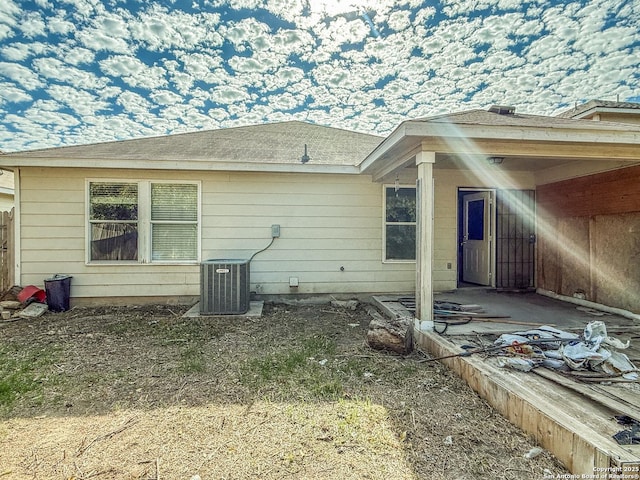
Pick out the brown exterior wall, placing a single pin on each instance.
(589, 237)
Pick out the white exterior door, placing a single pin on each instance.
(477, 238)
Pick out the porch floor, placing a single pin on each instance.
(573, 418)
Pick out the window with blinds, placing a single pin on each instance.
(143, 221)
(174, 222)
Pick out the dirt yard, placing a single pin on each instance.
(143, 393)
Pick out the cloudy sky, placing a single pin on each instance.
(86, 71)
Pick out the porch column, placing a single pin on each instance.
(424, 246)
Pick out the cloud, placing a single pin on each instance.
(11, 93)
(21, 75)
(82, 102)
(59, 71)
(134, 72)
(32, 25)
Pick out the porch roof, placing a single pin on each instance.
(526, 142)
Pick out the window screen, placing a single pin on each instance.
(113, 213)
(400, 223)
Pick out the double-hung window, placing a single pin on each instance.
(400, 223)
(143, 221)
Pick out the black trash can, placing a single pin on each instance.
(58, 290)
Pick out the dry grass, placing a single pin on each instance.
(142, 393)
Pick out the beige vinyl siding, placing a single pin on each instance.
(327, 222)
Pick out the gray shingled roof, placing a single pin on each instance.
(281, 143)
(594, 104)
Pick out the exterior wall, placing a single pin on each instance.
(589, 243)
(327, 222)
(447, 183)
(6, 202)
(6, 190)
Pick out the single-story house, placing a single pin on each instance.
(482, 197)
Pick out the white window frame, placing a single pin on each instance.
(385, 223)
(144, 222)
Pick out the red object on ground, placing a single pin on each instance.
(32, 291)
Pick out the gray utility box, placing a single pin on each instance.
(224, 287)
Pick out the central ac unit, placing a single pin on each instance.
(224, 287)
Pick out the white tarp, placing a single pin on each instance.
(593, 350)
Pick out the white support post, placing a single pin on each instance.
(424, 247)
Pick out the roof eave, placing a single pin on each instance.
(16, 161)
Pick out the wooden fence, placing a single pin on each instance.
(7, 271)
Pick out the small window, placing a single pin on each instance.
(114, 221)
(123, 213)
(174, 222)
(400, 224)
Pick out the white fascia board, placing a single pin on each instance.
(387, 144)
(547, 134)
(591, 111)
(190, 165)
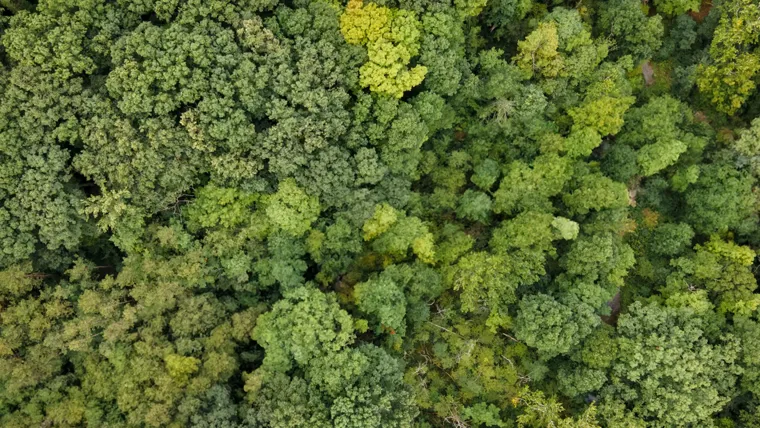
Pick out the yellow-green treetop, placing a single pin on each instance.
(392, 39)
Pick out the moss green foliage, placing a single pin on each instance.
(379, 213)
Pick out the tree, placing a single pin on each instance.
(729, 78)
(392, 39)
(669, 370)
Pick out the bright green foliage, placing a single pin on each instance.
(721, 199)
(566, 228)
(723, 270)
(729, 79)
(655, 157)
(748, 147)
(291, 209)
(417, 213)
(225, 207)
(538, 52)
(475, 206)
(634, 32)
(383, 299)
(552, 327)
(596, 192)
(540, 411)
(307, 325)
(392, 39)
(524, 187)
(677, 7)
(669, 371)
(392, 233)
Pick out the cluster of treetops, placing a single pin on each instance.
(379, 213)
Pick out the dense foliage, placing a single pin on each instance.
(379, 213)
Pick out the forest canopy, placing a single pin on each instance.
(379, 213)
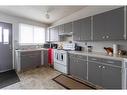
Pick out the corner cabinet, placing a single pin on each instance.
(109, 25)
(54, 31)
(104, 72)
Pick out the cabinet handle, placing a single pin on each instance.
(94, 59)
(99, 66)
(103, 67)
(103, 37)
(110, 61)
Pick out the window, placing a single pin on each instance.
(31, 34)
(0, 34)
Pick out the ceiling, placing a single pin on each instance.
(37, 13)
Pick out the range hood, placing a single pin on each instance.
(66, 34)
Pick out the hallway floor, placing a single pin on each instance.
(39, 78)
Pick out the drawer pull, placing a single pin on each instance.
(110, 62)
(94, 59)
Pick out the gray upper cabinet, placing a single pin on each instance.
(76, 30)
(54, 34)
(68, 27)
(85, 29)
(109, 25)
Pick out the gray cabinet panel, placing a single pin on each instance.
(94, 73)
(111, 77)
(68, 27)
(99, 29)
(85, 29)
(108, 77)
(76, 30)
(109, 25)
(78, 68)
(30, 60)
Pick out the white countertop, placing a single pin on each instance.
(100, 55)
(27, 50)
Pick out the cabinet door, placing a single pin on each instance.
(54, 34)
(47, 35)
(111, 77)
(26, 62)
(61, 29)
(99, 29)
(82, 70)
(68, 27)
(94, 73)
(86, 29)
(76, 30)
(109, 25)
(115, 24)
(72, 66)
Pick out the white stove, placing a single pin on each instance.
(61, 57)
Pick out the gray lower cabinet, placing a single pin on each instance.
(94, 73)
(45, 57)
(111, 77)
(109, 25)
(105, 74)
(78, 68)
(30, 59)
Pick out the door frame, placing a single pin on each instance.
(12, 42)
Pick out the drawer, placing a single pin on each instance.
(107, 61)
(94, 59)
(30, 53)
(112, 62)
(78, 56)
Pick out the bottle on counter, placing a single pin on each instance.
(115, 49)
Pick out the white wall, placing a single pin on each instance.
(15, 26)
(85, 12)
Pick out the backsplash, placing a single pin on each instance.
(98, 46)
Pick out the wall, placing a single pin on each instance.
(15, 26)
(85, 12)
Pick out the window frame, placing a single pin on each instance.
(33, 34)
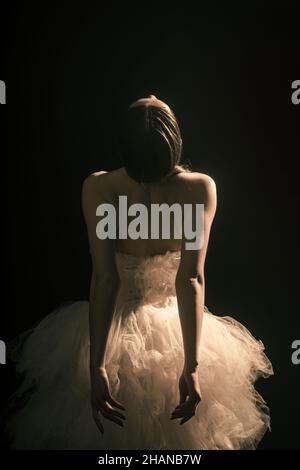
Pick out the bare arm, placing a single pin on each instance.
(190, 289)
(103, 293)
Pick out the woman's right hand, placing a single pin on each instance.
(102, 401)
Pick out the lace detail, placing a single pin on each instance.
(147, 280)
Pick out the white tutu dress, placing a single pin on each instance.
(144, 363)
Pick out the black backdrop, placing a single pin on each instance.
(70, 71)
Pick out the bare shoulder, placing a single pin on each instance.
(202, 186)
(100, 183)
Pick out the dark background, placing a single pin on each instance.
(70, 72)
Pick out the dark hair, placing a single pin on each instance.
(150, 141)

▬▬▬

AIM – Recast the rows above as a two-column CSV with headers instruction and points, giving one CSV line per row with its text and its answer, each in a single quoted field with line breaks turned into spaces. Leave out the pictures.

RESULT –
instruction,points
"Pick out the brown exterior wall, placing a single pin on each instance.","(589, 237)"
"Pick out the white exterior door, placing a single pin on each instance.","(477, 238)"
"Pick out the porch floor, placing a single pin on each instance.","(573, 418)"
"Pick out the window with blinds, placing a single pin on each instance.","(143, 221) (174, 222)"
"Pick out the dirt yard, placing a single pin on each instance.","(143, 393)"
"Pick out the cloudy sky, placing a single pin on each instance.","(86, 71)"
"Pick out the porch column, placing a single pin on each instance.","(424, 246)"
"Pick out the cloud, placing a single pin on each instance.","(11, 93) (21, 75) (82, 102) (59, 71) (134, 72) (32, 25)"
"Pick out the porch roof, placing a single pin on each instance.","(526, 142)"
"Pick out the window screen, placing a single pin on each instance.","(113, 213) (400, 223)"
"Pick out the double-hung window, placing a single pin on each instance.","(400, 223) (143, 221)"
"Pick out the black trash can, placing a single pin on each instance.","(58, 290)"
"Pick out the dry grass, placing a single pin on each instance.","(142, 393)"
"Pick out the beige vinyl siding, placing a single pin on each instance.","(327, 222)"
"Pick out the gray shingled roof, placing a single pin on each instance.","(281, 143) (594, 104)"
"Pick out the exterior wall, placing a single pin on each instance.","(589, 243) (327, 222) (447, 183) (6, 202) (6, 190)"
"Pick out the single-story house, placing a single pin on each instance.","(482, 197)"
"Pick out the white window frame, placing a single pin on each instance.","(385, 223) (144, 222)"
"Pick out the red object on ground, placing a single pin on each instance.","(32, 291)"
"Pick out the gray utility box, placing a single pin on each instance.","(224, 287)"
"Pick out the central ac unit, placing a single pin on each instance.","(224, 287)"
"Pick out the white tarp, placing a single pin on each instance.","(593, 350)"
"Pick out the white support post, placing a single pin on each instance.","(424, 247)"
"Pick out the roof eave, placing a single pin on each instance.","(16, 161)"
"Pick out the wooden fence, placing a single pin on each instance.","(7, 271)"
"Pick out the small window, placing a single pin on each instance.","(114, 221) (123, 213) (174, 222) (400, 224)"
"Pick out the white fascia board, placing a single pin on each instance.","(387, 144) (547, 134) (591, 111) (190, 165)"
"Pick out the yellow-green treetop, placing a single pin on each instance.","(392, 39)"
"Pick out the moss green foliage, placing a single pin on each instance.","(379, 213)"
"Pick out the tree, placing a single pin on each instance.","(729, 78) (392, 39) (669, 370)"
"Pick out the bright green foliage, placing a single pin on each instance.","(721, 199) (566, 228) (723, 270) (729, 79) (655, 157) (748, 147) (291, 209) (417, 213) (225, 207) (538, 52) (475, 206) (634, 32) (383, 299) (552, 327) (596, 192) (540, 411) (307, 325) (392, 39) (524, 187) (677, 7) (669, 371) (392, 233)"
"Pick out the cluster of treetops, placing a single pin on each instance.","(379, 213)"
"Pick out the dense foliage, placing a single pin on each instance.","(379, 213)"
"Pick out the forest canopy, placing a single pin on each instance.","(379, 213)"
"Pick out the corner cabinet, placing a single pin on each instance.","(109, 25) (54, 31) (104, 72)"
"Pick out the cabinet handle, placing a single pin on each instance.","(94, 59) (99, 66) (103, 67) (103, 37) (110, 61)"
"Pick out the window, placing a single pin on each instance.","(31, 34) (0, 34)"
"Pick out the ceiling, placing a single pin on each instance.","(37, 13)"
"Pick out the range hood, placing a single pin on each instance.","(66, 34)"
"Pick out the hallway floor, placing a single pin on each instance.","(39, 78)"
"Pick out the drawer pull, placing a single pin on each instance.","(110, 62) (94, 59)"
"Pick out the gray upper cabinet, placing a single pin on each instance.","(76, 30) (54, 34) (68, 27) (85, 29) (109, 25)"
"Pick out the gray cabinet panel, placing a single pin on each instance.","(94, 73) (111, 77) (68, 27) (99, 29) (85, 29) (108, 77) (76, 30) (109, 25) (78, 68) (30, 60)"
"Pick out the white countertop, placing a single pin on each instance.","(100, 55) (27, 50)"
"Pick out the cabinet door, placing a single pin on each instance.","(54, 34) (47, 35) (111, 77) (26, 62) (61, 29) (99, 29) (82, 70) (68, 27) (94, 73) (86, 29) (76, 30) (109, 25) (115, 24) (72, 66)"
"Pick out the white stove, placing a single pin on each instance.","(61, 57)"
"Pick out the gray lower cabinet, placing a single pin on each instance.","(94, 73) (45, 57) (111, 77) (109, 25) (105, 74) (78, 68) (30, 59)"
"Pick out the door frame, placing a single pin on each instance.","(12, 42)"
"Pick out the drawer, placing a single pin on each instance.","(107, 61) (94, 59) (30, 53) (112, 62) (78, 56)"
"Pick out the bottle on counter, placing a single pin on each instance.","(115, 49)"
"Pick out the white wall, placing a single pin on each instance.","(15, 26) (85, 12)"
"Pick out the backsplash, placing a single pin on each instance.","(98, 46)"
"Pick out the wall, placing a single pin on each instance.","(15, 26) (85, 12)"
"Pick out the window frame, placing a single pin on each instance.","(33, 34)"
"Pick out the bare arm, placing a single pin on each instance.","(190, 289) (103, 293)"
"Pick out the woman's right hand, placing a single pin on each instance.","(102, 401)"
"Pick out the lace detail, placing a single pin on each instance.","(147, 280)"
"Pick out the white tutu dress, placing a single pin on each instance.","(144, 363)"
"Pick out the black backdrop, placing a single pin on each instance.","(70, 71)"
"Pick out the bare shoulder, placing a single pin on each instance.","(202, 186) (100, 183)"
"Pick out the dark background, placing a single pin on each instance.","(70, 72)"
"Pick out the dark hair, placing a single pin on each instance.","(150, 141)"